* Begin Given data *

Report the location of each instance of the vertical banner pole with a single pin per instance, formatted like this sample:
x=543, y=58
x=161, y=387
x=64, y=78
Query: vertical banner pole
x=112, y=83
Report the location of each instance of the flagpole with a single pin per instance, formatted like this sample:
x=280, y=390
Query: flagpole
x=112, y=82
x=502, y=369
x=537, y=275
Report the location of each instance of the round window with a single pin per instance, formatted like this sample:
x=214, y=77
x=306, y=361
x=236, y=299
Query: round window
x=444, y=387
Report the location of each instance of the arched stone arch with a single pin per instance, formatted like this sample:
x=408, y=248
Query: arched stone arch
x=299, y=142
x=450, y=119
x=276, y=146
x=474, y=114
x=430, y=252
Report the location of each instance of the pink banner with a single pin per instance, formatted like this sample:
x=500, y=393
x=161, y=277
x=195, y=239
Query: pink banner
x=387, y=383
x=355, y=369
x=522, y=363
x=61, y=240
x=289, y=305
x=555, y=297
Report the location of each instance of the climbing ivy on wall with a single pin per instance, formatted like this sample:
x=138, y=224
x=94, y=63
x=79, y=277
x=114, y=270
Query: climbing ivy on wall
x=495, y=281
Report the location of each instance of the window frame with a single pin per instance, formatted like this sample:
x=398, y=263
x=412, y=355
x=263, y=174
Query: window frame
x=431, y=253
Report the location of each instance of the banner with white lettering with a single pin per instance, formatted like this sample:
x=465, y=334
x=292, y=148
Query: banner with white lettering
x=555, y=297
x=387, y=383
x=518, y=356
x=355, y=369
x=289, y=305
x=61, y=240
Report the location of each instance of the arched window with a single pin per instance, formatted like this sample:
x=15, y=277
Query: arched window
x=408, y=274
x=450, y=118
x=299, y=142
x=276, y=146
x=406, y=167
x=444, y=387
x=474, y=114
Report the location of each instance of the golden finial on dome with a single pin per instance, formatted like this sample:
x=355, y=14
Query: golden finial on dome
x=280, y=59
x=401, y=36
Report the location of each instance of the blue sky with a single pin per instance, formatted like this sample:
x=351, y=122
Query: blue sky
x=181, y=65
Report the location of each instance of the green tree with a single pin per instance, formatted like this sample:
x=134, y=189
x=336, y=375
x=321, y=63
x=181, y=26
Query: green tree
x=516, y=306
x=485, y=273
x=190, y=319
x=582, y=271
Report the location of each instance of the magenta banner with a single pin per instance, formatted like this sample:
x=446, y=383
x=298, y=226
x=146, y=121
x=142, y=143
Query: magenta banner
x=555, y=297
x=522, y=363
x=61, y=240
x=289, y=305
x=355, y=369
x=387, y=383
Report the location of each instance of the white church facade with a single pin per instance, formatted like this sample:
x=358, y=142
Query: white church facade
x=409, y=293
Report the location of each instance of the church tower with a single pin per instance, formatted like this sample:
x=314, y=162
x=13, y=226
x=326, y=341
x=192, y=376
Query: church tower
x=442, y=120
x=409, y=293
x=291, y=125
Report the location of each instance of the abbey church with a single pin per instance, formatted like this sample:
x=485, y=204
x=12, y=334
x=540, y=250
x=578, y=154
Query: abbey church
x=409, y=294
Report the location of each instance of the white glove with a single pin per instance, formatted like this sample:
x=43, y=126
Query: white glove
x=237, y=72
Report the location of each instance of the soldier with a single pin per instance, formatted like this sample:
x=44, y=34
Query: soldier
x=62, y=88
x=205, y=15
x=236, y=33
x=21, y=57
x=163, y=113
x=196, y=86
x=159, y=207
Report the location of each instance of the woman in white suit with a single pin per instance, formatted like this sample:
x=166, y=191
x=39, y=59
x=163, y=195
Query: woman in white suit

* End Given data *

• [Aim of the task] Return the whole listing above word for word, keeping every line as it appears.

• [Problem solution]
Report the location of each instance of the vertical banner pole with a single pin per instance, formatted like this sample:
x=543, y=58
x=161, y=387
x=64, y=78
Query: vertical banner pole
x=112, y=83
Report the location of each instance of the flagpole with a single pin per instance, formatted like this sample:
x=280, y=390
Query: flagpole
x=112, y=82
x=502, y=369
x=537, y=275
Report the location of each instance of the round window with a single pin per instance, formatted like this sample:
x=214, y=77
x=306, y=361
x=236, y=299
Query: round window
x=444, y=387
Report the location of each instance of the arched stone arch with a single pin per instance, formatted like this sample:
x=408, y=248
Query: arched stone arch
x=299, y=142
x=450, y=119
x=276, y=146
x=474, y=114
x=430, y=252
Report the location of each instance of the pink banner with a single pin per instance, formatted like this sample:
x=500, y=393
x=161, y=277
x=195, y=239
Query: pink banner
x=387, y=383
x=355, y=369
x=522, y=363
x=61, y=240
x=289, y=305
x=555, y=297
Report the location of each instance of the climbing ivy on wall with a single pin per instance, formatted like this sample:
x=138, y=224
x=94, y=63
x=79, y=277
x=114, y=270
Query: climbing ivy on wall
x=495, y=281
Report the location of each instance of the window frame with a single pin per instance, formatted like this sample:
x=398, y=263
x=412, y=355
x=263, y=174
Query: window frame
x=431, y=253
Report the location of each instance of the banner with white lettering with a single pin per instance, formatted like this sample:
x=465, y=334
x=292, y=148
Query: banner with white lettering
x=555, y=297
x=387, y=383
x=518, y=356
x=355, y=369
x=289, y=305
x=61, y=240
Report the location of each instance of the arched window with a single pin per instance, formatted like this sample:
x=15, y=277
Query: arched window
x=408, y=274
x=450, y=118
x=299, y=142
x=276, y=146
x=406, y=167
x=444, y=387
x=474, y=114
Report the location of each instance of the golden finial on dome with a single pin per instance, formatted like this sample:
x=355, y=14
Query: golden finial on dome
x=280, y=59
x=401, y=36
Report the location of each instance of the blue sky with a single pin per instance, formatted like this sample:
x=351, y=122
Query: blue sky
x=181, y=65
Report the location of each instance of the green tree with a single pin per instance, formatted like this sample:
x=134, y=189
x=336, y=375
x=321, y=63
x=181, y=26
Query: green tree
x=516, y=306
x=485, y=273
x=190, y=319
x=582, y=271
Report the location of each instance of the magenta banner with a single pin per instance, formatted like this sample:
x=446, y=383
x=298, y=226
x=146, y=121
x=142, y=143
Query: magenta banner
x=555, y=297
x=522, y=363
x=61, y=240
x=289, y=305
x=355, y=369
x=387, y=383
Report the location of each instance of the white church facade with a single pin per instance, formatted like this sample:
x=358, y=142
Query: white church facade
x=409, y=293
Report the location of each instance of the church tower with a single pin per instance, formatted like this sample:
x=314, y=162
x=13, y=226
x=326, y=341
x=192, y=376
Query: church tower
x=442, y=120
x=409, y=293
x=291, y=125
Report the location of each instance of the abbey church with a single pin per instance, formatted like this sample:
x=485, y=204
x=12, y=334
x=540, y=250
x=578, y=154
Query: abbey church
x=409, y=294
Report the location of each instance of the white glove with a single pin per instance, formatted like this sample:
x=43, y=126
Query: white glove
x=237, y=72
Report the location of each instance of the soldier with a single pin per instance, formatted like this sample:
x=44, y=34
Query: soldier
x=62, y=88
x=205, y=15
x=236, y=33
x=21, y=57
x=163, y=113
x=196, y=86
x=159, y=207
Report the location of each instance of the woman in white suit with a single pin per instance, formatted like this sample:
x=166, y=191
x=39, y=59
x=163, y=195
Query: woman in white suit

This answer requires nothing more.